*Extracted records:*
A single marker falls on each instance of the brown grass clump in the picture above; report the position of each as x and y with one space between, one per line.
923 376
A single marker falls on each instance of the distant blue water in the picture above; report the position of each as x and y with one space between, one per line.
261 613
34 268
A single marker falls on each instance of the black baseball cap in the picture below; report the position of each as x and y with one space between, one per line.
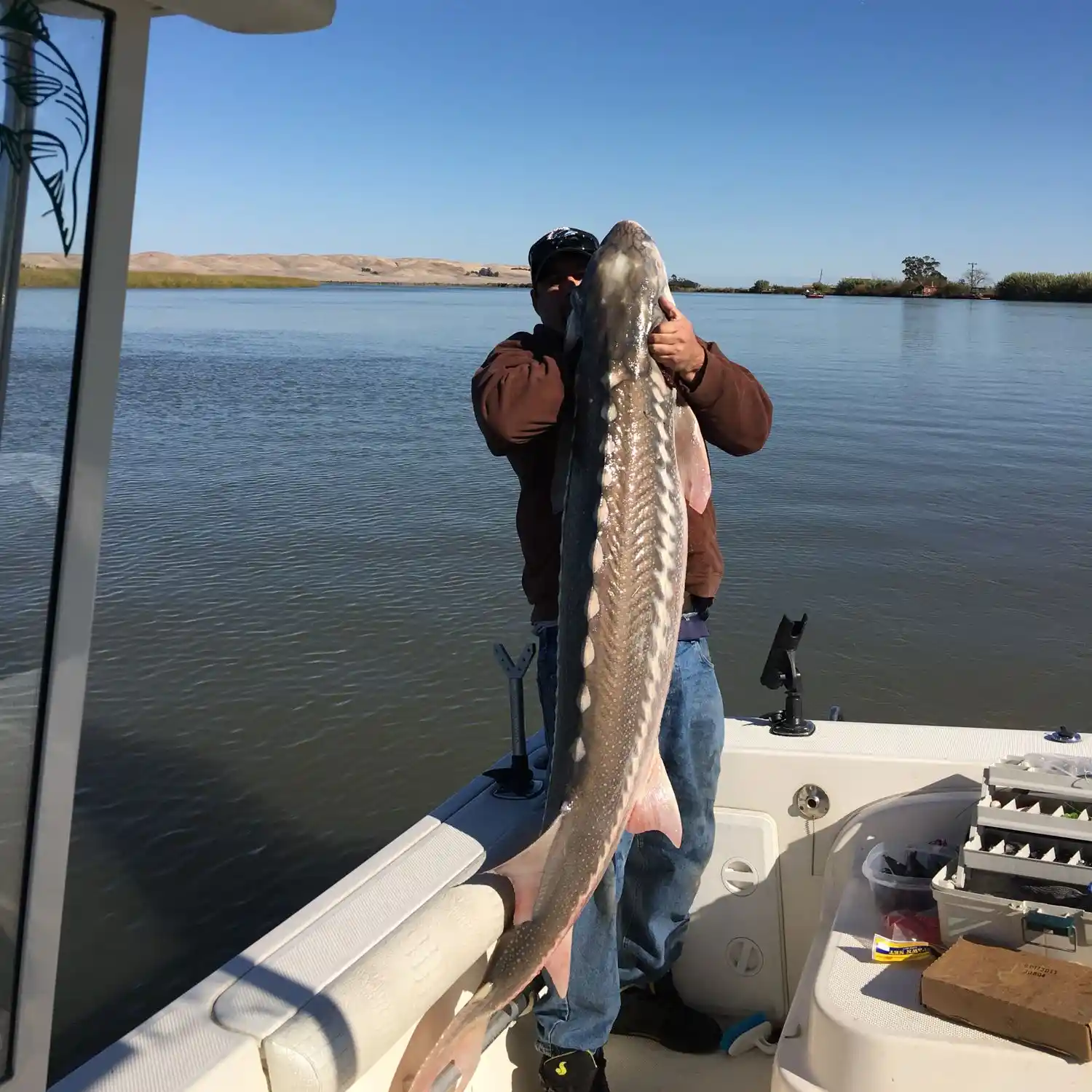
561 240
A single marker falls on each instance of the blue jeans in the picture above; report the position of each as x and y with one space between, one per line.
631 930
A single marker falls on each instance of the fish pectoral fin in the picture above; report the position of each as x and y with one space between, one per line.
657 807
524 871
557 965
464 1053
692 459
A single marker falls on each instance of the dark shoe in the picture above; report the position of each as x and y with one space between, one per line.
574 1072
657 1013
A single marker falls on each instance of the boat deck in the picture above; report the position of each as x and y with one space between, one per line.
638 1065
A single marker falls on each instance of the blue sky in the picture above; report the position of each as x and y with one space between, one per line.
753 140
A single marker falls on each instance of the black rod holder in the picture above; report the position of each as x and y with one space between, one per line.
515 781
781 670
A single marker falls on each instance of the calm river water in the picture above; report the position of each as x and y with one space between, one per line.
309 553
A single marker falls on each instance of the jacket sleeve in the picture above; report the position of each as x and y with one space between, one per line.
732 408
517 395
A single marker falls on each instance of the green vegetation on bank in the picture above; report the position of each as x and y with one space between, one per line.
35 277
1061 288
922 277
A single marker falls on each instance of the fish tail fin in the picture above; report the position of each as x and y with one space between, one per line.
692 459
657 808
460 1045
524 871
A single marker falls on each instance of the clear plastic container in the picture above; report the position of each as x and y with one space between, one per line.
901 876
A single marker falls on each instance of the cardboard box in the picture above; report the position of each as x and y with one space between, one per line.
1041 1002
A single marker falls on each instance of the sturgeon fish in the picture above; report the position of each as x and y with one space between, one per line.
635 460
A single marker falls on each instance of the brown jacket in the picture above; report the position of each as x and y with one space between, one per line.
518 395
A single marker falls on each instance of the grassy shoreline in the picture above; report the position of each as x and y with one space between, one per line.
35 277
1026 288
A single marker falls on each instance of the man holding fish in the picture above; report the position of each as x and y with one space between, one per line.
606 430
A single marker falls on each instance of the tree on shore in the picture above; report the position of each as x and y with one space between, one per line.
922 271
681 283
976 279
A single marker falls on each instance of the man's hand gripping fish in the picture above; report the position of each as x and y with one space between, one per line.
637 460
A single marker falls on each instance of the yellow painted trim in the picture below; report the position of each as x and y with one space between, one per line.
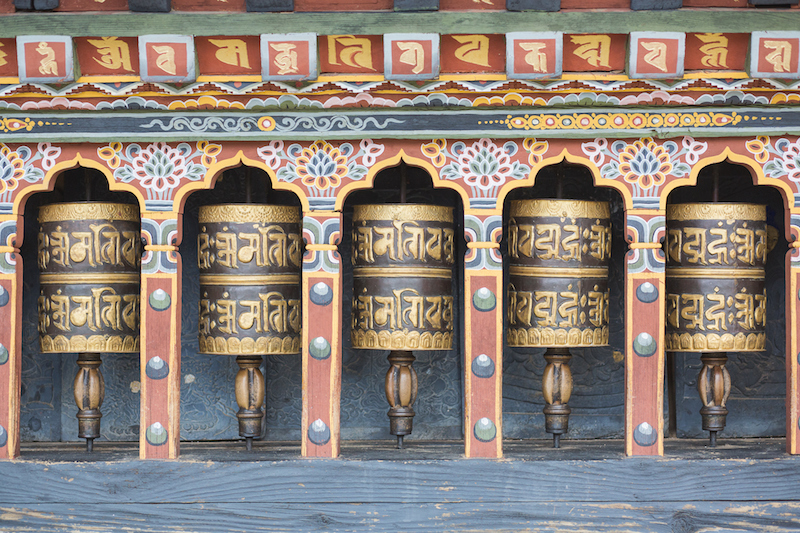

*Task prompt:*
Copy the rows above word for word, starting with the line that contains "A single marker falls on each instance of the man's" and going on through the end of the rows. Leave the pictures out.

*Exercise result:*
A single marker falls on each instance of the man's hand gripping fish in the picture above; report the position of each as x and y with one space between, one per line.
637 460
A single marker falls on each instance of the yellow painted trim in the picture below; report the position of each as x and y with one space between, one per line.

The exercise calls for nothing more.